Written task
Rewrite everything from the start of the entries down to the line containing "[361,50,375,65]", changing "dry grass" to "brown grass" and leaving every other part untouched.

Extracted records

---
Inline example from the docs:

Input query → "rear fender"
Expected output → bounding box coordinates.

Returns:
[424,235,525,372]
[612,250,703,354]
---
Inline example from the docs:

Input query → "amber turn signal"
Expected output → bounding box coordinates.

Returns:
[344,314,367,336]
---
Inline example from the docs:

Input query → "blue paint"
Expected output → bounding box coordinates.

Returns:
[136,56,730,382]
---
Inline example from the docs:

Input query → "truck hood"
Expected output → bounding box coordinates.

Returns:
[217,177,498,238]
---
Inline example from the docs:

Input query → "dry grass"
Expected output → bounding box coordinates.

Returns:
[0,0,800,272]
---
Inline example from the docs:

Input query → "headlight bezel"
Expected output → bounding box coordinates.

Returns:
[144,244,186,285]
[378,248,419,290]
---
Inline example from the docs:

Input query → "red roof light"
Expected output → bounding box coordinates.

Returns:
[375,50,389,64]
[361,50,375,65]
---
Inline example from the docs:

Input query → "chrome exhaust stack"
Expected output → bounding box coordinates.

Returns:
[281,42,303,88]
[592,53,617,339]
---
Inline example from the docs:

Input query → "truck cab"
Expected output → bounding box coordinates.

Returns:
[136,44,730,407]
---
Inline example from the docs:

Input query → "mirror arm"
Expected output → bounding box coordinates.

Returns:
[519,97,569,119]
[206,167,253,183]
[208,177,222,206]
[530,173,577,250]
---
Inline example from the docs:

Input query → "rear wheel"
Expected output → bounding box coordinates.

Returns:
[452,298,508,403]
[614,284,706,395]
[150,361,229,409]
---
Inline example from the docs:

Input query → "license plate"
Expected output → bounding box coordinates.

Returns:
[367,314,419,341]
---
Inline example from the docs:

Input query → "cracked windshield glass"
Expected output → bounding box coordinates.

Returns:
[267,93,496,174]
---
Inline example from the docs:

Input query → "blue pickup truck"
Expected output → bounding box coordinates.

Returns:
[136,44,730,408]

Output of the exercise
---
Inline example from the docs:

Input query → "rear fender"
Expected output → bounding box coordinates.

Returns:
[424,235,525,372]
[612,250,703,354]
---
Inline example from the docs:

Input query → "amber turn signal"
Expected output → bounding box coordinates.

Returns:
[344,314,367,336]
---
Inline example from the docs:

Input query → "blue paint"
Expected output → bounding box coordinates.

Returns:
[136,56,730,382]
---
Inline example from the docs:

Input query → "truck hood"
Expected output → bounding box coordinates.

Returns:
[217,177,498,238]
---
Inline example from the docs:

Input query → "brown grass"
Expected output → bounding box coordinates.

Returns:
[0,0,800,272]
---
Inline example from the docs:

Input query → "headlight bezel"
Expected output → bounding box coordinates.

Returns:
[144,244,186,285]
[378,248,419,290]
---
Inline example from the docs:

Input query → "red roof light"
Expected output → bounding box coordinates.

Returns:
[375,50,389,64]
[361,50,375,65]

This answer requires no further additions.